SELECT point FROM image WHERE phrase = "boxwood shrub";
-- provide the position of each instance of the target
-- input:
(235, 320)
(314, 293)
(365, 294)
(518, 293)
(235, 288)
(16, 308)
+ + +
What is required -
Rewrite the listing above, replacing "boxwood shrub" with "hedge plant" and leaving everything else unchanged.

Task answer -
SELECT point FROM image WHERE phrase = "hedge plant";
-- provide the position of each instance of the target
-- input:
(235, 320)
(314, 293)
(365, 294)
(518, 293)
(235, 288)
(16, 308)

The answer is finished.